DETALLES DEL EJERCICIO:
Responda según el texto sobre los artistas y su propia obra:
(a) ¿De qué teme volverse el principal coleccionista el artista visual?
(b) ¿Como qué empieza a rumorearse un parate de apenas un par de años?
(c) ¿Qué nombre recibe la agenda de exposiciones y eventos?

TEXTO DE ORIGEN:
#####
Una de las preocupaciones del artista visual, transitada con mayor o menor pesar, es la de volverse el principal coleccionista de su propia obra. Los objetos se acumulan y el mercado del arte no tiene estómago tan elástico como para tragar tanto, ni las bodegas de los  museos son tan vastas, ni los amigos ni los familiares son potenciales coleccionistas. Aún así, el frenesí del hacer parece no tomar nota del agobio. Abstenerse de producir, occidentales como somos y en un contexto ansioso de novedades donde un parate de apenas un par de años empieza a rumorearse como un retiro, resulta tarea ardua. Y así andamos en nuestros talleres, rodeados de nosotros mismos, como en un monocorde laberinto de espejos, desgañitándonos por conseguir ese financiamiento que nos permitirá una obra más grande y más espectacular todavía, evitando responder la pregunta de para qué seguimos trayendo objetos a un mundo que en verdad no nos los está pidiendo, pero que lo disimula bastante bien al ayudarnos a  esquivar la respuesta a través de una agenda de exposiciones y eventos, eso que llamamos carrera.
#####
LISTADO:
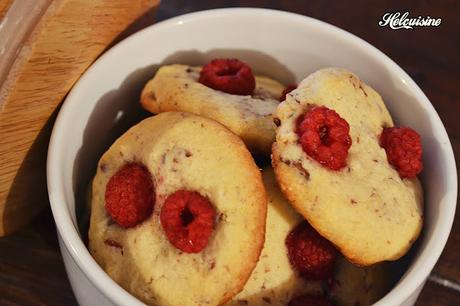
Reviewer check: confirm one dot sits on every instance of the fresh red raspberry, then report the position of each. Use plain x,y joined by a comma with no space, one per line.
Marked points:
310,300
188,220
228,75
404,150
287,90
129,195
309,253
325,137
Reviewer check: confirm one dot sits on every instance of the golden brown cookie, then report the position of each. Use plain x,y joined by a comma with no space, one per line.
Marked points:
275,282
366,209
176,88
182,151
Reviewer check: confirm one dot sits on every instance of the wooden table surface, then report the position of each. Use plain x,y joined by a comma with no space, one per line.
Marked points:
31,268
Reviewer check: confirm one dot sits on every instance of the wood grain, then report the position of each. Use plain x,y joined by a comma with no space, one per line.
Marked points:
68,38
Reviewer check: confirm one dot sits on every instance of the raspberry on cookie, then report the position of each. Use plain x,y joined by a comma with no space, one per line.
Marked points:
224,90
277,281
178,205
337,159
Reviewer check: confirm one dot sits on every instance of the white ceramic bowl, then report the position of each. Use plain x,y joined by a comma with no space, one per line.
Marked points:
286,46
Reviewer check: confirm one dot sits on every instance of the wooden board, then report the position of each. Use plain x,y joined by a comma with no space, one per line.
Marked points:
69,36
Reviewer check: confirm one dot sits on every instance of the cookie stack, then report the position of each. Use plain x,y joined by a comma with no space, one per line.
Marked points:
182,215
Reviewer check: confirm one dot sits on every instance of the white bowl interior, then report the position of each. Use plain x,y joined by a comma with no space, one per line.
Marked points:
285,46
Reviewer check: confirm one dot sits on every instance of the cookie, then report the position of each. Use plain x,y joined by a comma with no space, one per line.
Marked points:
274,281
184,154
364,207
176,88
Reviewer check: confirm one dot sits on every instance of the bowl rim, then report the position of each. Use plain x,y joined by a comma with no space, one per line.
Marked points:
68,231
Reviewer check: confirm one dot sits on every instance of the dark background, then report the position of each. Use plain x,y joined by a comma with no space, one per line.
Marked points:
31,269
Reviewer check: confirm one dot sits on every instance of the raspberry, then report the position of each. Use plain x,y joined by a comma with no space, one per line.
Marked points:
310,300
129,195
404,150
312,255
325,137
287,90
228,75
188,220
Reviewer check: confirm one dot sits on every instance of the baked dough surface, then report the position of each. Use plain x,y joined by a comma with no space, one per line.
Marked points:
365,209
176,88
182,151
274,281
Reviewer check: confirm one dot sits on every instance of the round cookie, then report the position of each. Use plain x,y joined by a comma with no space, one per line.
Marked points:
275,282
362,286
365,208
176,88
182,151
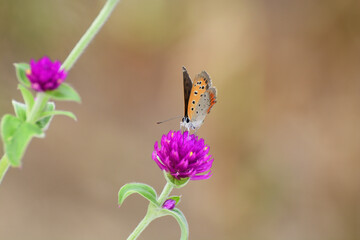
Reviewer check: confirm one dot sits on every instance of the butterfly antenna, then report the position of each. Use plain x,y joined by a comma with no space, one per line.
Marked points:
168,119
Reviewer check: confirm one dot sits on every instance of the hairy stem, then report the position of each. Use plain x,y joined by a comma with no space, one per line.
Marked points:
89,34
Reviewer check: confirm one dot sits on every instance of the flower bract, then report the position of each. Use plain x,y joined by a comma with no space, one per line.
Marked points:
183,156
45,75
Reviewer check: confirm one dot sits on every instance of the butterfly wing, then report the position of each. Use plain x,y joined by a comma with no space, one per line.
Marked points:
201,84
199,99
187,89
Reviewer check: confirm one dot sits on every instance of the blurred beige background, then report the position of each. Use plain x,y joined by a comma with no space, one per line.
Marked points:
284,134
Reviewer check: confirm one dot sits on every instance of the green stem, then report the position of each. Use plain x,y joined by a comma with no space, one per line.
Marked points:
40,102
152,213
165,193
90,34
4,166
143,224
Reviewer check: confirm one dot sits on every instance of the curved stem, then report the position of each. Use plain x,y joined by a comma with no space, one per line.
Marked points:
40,102
165,193
152,213
90,34
143,224
4,166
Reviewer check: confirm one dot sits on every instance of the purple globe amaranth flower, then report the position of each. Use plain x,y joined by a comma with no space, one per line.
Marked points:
183,156
169,204
45,75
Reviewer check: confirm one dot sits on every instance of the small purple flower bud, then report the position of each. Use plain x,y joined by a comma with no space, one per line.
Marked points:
169,204
45,75
183,156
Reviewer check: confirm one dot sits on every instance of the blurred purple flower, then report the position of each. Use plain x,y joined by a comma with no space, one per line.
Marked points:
183,156
45,75
169,204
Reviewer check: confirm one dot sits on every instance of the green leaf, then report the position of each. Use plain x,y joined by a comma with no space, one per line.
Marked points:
20,69
44,122
59,112
180,218
175,182
16,136
144,190
28,98
20,110
64,93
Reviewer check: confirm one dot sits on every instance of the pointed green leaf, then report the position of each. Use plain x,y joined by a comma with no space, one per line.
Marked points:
44,122
16,136
180,218
59,112
175,182
144,190
64,93
20,110
20,69
28,98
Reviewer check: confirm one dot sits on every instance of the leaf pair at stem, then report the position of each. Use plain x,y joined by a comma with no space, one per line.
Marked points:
32,117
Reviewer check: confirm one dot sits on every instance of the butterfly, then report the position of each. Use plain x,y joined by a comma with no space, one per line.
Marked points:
200,97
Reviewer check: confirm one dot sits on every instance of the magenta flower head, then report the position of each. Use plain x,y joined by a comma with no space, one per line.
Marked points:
169,204
183,156
45,75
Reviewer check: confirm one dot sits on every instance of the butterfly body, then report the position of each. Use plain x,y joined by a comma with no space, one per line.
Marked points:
199,97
#####
RESPUESTA DEL EJERCICIO:
(a) De su propia obra.
(b) Como un retiro.
(c) Carrera.